== Excerpted text ==
++++++++

If we have a jar of 80 black jellybeans and 20 green jellybeans and I ask you to reach in and you pull out 9 black jellybeans and 1 green, is that your bias or a reasonable result?
These results all seem to me to be about what one would expect.
Casey,
Google Alerts searches for a search term of your choice. If Dr. Rahe puts his own name in as the search term every instance of it showing up should trigger it. What does the number of hits on the website have to do with it. Even in your example, I’d still see the one green jellybean. I think what Dr. Rahe is saying is that he isn’t seeing anything. All black jellybeans.
Regards,
Jim
I suppose I look at political bias within Google search results less as a problem to be solved, and more as an issue of which we should be aware. Many of us our on our guard when encountering mainstream media sources, but speaking for myself here — I have not traditionally exercised the same skepticism when conducting Google search. What I’ve learned from participating in this research is that a healthy suspicion of what you encounter in search is very much warranted.
Not the most satisfying conclusion, I grant!
Every instance? I don’t use the service so perhaps I’m mistaken about how it works. My understanding is that it was a perpetual search with notification of new relevant results.
So Beyonce news would pop up but not every instance, which would be like a bazillion. or would every instance?
Every instance. Sometimes an author likes to see how his stuff is being used, check for copyright violations or gross misrepresentations, etc., or just see how his stuff is getting around. You don’t get that if you just get the top search results.

++++++++

== Data extract ==
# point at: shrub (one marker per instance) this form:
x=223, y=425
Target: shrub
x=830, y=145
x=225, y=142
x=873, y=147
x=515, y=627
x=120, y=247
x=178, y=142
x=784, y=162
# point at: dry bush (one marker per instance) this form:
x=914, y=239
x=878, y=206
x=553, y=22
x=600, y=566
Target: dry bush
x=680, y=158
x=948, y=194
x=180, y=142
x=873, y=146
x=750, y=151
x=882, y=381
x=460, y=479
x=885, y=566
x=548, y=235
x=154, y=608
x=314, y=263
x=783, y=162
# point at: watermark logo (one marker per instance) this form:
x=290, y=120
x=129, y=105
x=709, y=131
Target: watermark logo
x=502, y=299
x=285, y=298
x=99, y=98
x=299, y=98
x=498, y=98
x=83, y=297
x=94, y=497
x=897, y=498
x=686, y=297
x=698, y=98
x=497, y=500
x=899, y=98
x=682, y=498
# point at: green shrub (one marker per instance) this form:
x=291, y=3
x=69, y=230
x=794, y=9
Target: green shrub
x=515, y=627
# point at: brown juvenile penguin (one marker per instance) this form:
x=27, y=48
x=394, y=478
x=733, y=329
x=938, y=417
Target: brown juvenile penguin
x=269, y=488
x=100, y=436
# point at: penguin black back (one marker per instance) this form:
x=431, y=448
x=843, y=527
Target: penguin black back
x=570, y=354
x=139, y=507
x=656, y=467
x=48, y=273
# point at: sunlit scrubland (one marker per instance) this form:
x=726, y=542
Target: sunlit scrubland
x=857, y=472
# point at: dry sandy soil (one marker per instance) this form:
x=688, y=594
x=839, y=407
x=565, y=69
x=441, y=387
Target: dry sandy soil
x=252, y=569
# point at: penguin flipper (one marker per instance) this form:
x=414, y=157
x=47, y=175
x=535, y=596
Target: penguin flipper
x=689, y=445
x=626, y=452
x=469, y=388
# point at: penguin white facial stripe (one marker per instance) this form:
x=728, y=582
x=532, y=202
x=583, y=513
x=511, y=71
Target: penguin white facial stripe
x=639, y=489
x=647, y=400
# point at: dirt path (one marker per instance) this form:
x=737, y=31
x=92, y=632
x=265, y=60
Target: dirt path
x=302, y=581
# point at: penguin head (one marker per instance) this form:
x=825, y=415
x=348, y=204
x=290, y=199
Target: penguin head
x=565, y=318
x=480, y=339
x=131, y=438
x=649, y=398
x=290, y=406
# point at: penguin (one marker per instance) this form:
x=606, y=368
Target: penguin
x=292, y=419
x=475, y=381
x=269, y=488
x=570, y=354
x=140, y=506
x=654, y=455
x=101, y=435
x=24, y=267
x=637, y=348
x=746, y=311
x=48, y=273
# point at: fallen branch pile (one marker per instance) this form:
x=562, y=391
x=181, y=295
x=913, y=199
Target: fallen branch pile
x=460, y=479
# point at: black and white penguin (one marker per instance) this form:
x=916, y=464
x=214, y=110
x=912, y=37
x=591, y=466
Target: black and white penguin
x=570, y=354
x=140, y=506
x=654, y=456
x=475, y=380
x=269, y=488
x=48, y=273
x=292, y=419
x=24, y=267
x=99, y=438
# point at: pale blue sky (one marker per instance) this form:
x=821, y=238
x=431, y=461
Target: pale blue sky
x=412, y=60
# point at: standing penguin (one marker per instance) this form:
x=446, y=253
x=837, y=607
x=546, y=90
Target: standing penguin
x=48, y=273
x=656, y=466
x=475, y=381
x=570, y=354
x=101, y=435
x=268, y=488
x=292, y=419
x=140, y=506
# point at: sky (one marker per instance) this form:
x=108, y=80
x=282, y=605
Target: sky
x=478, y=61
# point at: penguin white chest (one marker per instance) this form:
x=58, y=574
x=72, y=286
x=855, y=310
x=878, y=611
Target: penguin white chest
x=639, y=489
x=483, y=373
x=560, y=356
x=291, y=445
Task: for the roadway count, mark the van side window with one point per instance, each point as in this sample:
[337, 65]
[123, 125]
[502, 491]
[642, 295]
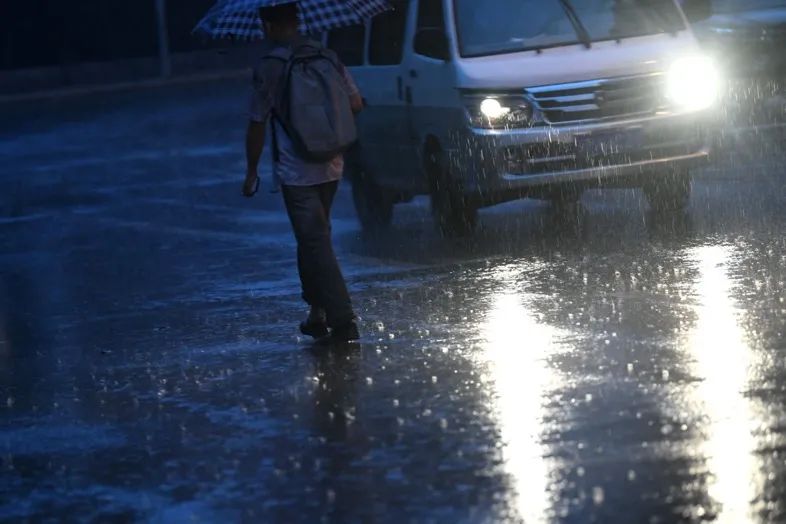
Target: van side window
[431, 15]
[430, 31]
[387, 36]
[348, 43]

++++++++

== Problems ==
- 1) Translate this sentence from the comment thread into Spanish: "These results all seem to me to be about what one would expect."
- 2) Name every person mentioned by name in the comment thread.
- 3) In the jellybean example from the comment thread, how many green jellybeans are in the jar?

== Solved problems ==
- 1) Todos estos resultados me parecen más o menos lo que uno esperaría.

- 2) Casey, Dr. Rahe, Jim, Beyonce

- 3) 20